Exercício breve a -> Transcreva sem alterações as linhas dos trechos do conjunto de dados, começando pela que contém "the wrist, imagine" e seguindo até a última delas, ambas incluídas.

Bloco de texto ->
□ □ □ □ □

A Ação Civil Pública foi proposta pela Sociedade Maranhense de Direitos Humanos (SMDH), pelo Conselho Indigenista Missionario (CIMI) e pelo Centro de Cultura Negra do Maranhao (CCN). A Defensoria Pública da União já pediu para ser admitida como parte, ao lado das entidades.
No ultimo dia 06 de agosto a empresa Vale S.A. interpôs recurso ao Tribunal Regional Federal, tentando cassar rapidamente a liminar. Até o momento esse recurso não foi julgado, mas a questão é urgente, pois se a liminar for cassada, muito provavelmente a licença sairá nas próximas semanas e já não haverá tempo de reverter o quadro. Hoje, o jornal “O Globo” traz, no último parágrafo de uma matéria, declaração de Murilo Ferreira, presidente da companhia, dizendo que “o caso deve ser julgado ainda essa semana”.
As entidades e as comunidades não têm condições de fazer as mesmas gestões que os advogados e funcionários da companhia devem estar fazendo. Por essa razão, pedimos a solidariedade de vocês, com o envio de uma carta de apoio ao Desembargador, solicitando que mantenha a decisão do Juiz de primeira instância.

□ □ □ □ □

[Trechos do conjunto de dados de apontamento]
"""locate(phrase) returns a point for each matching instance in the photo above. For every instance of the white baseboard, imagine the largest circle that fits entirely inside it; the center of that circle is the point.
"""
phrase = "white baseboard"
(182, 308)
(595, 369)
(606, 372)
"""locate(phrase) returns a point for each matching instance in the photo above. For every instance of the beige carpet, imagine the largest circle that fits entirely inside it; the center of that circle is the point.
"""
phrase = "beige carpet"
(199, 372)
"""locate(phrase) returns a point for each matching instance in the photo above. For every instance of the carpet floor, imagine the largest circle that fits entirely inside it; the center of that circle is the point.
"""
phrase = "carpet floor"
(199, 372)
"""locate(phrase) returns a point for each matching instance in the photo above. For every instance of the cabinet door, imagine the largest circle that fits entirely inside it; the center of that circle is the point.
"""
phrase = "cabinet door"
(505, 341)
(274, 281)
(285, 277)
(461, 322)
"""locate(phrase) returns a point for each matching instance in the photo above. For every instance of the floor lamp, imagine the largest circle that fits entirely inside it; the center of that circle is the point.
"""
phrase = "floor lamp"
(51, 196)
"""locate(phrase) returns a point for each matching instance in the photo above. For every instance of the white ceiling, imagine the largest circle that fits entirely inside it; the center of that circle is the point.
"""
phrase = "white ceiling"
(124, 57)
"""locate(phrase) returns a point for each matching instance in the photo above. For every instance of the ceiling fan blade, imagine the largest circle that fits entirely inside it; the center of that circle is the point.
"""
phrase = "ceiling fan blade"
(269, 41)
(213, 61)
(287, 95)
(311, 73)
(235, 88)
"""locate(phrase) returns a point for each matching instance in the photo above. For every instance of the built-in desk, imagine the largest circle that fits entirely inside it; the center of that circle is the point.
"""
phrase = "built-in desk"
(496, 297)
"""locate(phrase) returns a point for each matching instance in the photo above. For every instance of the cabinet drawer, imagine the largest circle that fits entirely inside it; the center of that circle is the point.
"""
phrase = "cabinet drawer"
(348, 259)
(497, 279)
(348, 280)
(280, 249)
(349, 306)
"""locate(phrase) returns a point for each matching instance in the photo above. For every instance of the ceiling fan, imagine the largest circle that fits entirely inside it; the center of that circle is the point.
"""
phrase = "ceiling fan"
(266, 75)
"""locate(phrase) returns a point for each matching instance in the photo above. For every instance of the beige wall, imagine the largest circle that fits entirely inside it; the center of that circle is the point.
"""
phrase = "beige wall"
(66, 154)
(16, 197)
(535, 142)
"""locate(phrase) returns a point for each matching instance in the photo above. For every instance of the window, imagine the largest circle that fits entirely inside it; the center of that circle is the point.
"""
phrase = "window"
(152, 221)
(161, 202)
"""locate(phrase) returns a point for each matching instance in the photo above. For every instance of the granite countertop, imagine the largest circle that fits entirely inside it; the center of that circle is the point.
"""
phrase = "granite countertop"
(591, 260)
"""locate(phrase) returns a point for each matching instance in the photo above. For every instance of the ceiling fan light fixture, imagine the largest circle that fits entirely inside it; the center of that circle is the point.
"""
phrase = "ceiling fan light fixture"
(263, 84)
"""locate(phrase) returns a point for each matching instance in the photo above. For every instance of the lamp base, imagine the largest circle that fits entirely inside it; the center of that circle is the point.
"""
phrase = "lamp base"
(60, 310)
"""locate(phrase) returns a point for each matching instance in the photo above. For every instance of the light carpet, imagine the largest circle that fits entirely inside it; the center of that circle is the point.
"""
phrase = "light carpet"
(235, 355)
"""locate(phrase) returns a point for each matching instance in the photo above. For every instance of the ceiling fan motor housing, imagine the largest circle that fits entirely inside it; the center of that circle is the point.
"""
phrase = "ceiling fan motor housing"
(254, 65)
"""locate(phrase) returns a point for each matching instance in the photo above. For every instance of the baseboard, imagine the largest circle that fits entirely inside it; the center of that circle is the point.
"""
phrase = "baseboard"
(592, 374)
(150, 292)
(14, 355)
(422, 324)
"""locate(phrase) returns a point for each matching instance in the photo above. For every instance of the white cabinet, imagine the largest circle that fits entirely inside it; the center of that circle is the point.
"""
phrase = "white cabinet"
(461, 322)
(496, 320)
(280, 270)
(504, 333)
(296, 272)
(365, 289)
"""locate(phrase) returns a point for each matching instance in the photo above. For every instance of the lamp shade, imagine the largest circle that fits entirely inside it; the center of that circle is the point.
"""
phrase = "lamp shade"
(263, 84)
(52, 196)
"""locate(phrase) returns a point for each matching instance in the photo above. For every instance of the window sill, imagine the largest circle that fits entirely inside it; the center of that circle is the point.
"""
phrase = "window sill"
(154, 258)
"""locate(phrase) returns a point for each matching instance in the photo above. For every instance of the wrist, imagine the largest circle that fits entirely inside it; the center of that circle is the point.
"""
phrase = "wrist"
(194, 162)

□ □ □ □ □

Exercício breve b -> Segundo o bloco de texto, em que dia a Vale S.A. interpôs recurso ao Tribunal Regional Federal?

Solução da tarefa a ->
"""locate(phrase) returns a point for each matching instance in the photo above. For every instance of the wrist, imagine the largest circle that fits entirely inside it; the center of that circle is the point.
"""
phrase = "wrist"
(194, 162)

Solução da tarefa b -> No dia 06 de agosto.